(Data items)

=======

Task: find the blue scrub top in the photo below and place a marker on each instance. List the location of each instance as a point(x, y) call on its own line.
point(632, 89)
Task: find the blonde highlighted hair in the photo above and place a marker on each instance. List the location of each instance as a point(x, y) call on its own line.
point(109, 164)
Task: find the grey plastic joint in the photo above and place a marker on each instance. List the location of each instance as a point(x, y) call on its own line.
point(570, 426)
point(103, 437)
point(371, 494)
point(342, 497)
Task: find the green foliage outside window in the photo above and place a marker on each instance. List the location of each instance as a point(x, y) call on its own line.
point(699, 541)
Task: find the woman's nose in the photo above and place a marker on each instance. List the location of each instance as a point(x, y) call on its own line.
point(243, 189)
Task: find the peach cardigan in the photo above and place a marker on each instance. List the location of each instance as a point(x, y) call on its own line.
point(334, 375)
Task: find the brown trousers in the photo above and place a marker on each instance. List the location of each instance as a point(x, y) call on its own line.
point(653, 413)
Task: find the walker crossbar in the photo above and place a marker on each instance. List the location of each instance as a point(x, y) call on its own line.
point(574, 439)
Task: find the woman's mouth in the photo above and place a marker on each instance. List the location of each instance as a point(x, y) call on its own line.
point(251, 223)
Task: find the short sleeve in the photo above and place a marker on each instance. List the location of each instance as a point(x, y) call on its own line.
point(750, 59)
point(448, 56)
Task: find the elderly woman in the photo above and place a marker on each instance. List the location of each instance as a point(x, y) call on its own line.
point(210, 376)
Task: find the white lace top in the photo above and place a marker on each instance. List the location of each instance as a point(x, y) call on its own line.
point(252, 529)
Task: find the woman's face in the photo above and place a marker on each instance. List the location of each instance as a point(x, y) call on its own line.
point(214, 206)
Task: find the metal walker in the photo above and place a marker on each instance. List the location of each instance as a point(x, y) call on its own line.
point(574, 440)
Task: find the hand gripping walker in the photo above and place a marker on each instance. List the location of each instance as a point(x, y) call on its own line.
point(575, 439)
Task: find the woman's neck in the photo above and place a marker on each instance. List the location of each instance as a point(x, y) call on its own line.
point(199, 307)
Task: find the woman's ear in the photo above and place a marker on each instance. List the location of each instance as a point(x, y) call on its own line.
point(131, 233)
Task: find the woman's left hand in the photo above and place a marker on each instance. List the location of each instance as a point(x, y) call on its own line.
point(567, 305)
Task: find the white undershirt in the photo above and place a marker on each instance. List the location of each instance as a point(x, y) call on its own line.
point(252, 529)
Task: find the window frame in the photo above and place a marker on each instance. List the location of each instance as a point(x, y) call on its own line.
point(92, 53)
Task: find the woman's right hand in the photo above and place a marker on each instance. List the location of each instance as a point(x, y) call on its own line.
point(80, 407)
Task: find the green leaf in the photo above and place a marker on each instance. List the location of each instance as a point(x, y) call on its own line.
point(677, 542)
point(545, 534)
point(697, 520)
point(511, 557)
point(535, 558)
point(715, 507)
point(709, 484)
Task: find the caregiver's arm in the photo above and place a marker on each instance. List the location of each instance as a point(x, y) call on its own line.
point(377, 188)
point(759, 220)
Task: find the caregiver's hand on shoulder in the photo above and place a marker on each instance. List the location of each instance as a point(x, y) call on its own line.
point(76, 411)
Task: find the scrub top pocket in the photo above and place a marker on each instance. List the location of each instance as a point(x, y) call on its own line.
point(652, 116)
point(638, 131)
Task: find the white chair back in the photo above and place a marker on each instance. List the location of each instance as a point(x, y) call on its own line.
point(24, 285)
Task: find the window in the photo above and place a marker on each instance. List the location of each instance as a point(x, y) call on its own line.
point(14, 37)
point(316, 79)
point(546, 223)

=======

### Instructions to follow
Revise the items above by replacing each occurrence of "place a marker on each instance" with "mark every instance", and leave everything else unchanged.

### Exercise result
Task: find the blue scrub top in the photo below and mark every instance. List the location of each instance as a point(x, y) call on its own line.
point(632, 89)
Task: find the blonde highlighted hair in the photo above and mark every instance. List the location of each instance as a point(x, y) call on its own line.
point(109, 164)
Task: find the grey plastic joint in the photo above and mark every instance. List the location of each instance as a point(x, y) call on its own line.
point(570, 426)
point(103, 437)
point(371, 494)
point(342, 497)
Task: find the green foliage outside window in the photo above and mark every instance. List the location of each instance as a point(x, y) call on its own line.
point(699, 541)
Task: find the woman's nose in the photo above and mark every instance. List the location of each instance as a point(x, y) call on its own line.
point(243, 189)
Task: find the peach cardigan in the photo above and mark every instance. List the location of each instance as a point(x, y) call on its own line.
point(334, 375)
Task: find the brown trousers in the photo above and mark every instance. List the location of each instance as a point(x, y) call on its own line.
point(653, 413)
Task: find the walker crossbar in the photo above and mark every instance. List the location of each instance as a point(x, y) call on its own line.
point(574, 439)
Task: find the woman's mouth in the photo above and mark every instance. List the location of each instance as a point(x, y) call on its own line.
point(251, 223)
Task: find the short sleeve in the photo above and mark every instance. List the location of each instance as a point(x, y) call on its own line.
point(750, 59)
point(448, 56)
Task: find the elderly woman in the photo above and mark every instance. List the location of each instance as a point(x, y) call on its own line.
point(210, 376)
Task: find the white lace top in the photo above and mark every instance. List the location of each instance as a point(x, y) call on its own line.
point(252, 529)
Task: find the woman's face in the photo above and mark every instance. List the location of each instance as a point(x, y) call on its own line.
point(214, 206)
Task: find the metal walker in the photo above and mark every instance. List the location of each instance as a point(x, y) call on its own line.
point(574, 440)
Task: find the hand gripping walker in the photo above and mark every instance. List the location of each instance as a point(x, y) call on its own line.
point(575, 439)
Task: find the woman's neck in the photo above and mark every instance. List the location of each instance as a point(x, y) call on its own line.
point(199, 307)
Task: find the woman's ear in the photo above and mark every instance. List the location of each instance as a point(x, y) call on its own line.
point(131, 233)
Task: find the woman's left hand in the photo above and mark every instance. List the location of each instance as a point(x, y) call on its own line.
point(567, 305)
Task: find the white undershirt in the photo above and mark every instance. List the location of each instance as a point(x, y) call on its own line.
point(252, 529)
Task: find the window frame in the photo above and mark every instance. List the location of each instance as a point(x, y) call on its own line.
point(92, 53)
Task: find the woman's right hand in the photo above and mark every instance. List the location of each instance as a point(x, y) call on its own line.
point(80, 407)
Task: find the green leaf in the photo above and mark every instance. List the location of each instance as a point(x, y) call on its own line.
point(677, 542)
point(545, 534)
point(697, 520)
point(511, 557)
point(535, 558)
point(715, 507)
point(709, 484)
Task: find the caregiver's arm in the photo above and mark every instance. List the location of each instance as a point(x, y) call on its own line.
point(377, 188)
point(759, 220)
Task: find the caregiver's hand on shoulder in the photo above and mark every instance. List the location of each instance as a point(x, y) call on its own line.
point(76, 411)
Task: find the scrub top pocket in the photo above and mark every instance. List the location of each instance as a point(x, y) call on its own line.
point(652, 116)
point(638, 131)
Task: find the white chair back in the photo above and mark every instance. List the location of each instance as a point(x, y) call on its own line.
point(24, 285)
Task: find the window in the photo above and mark every instance. List the location of each instance as a point(x, y) call on its own line.
point(14, 37)
point(316, 79)
point(546, 223)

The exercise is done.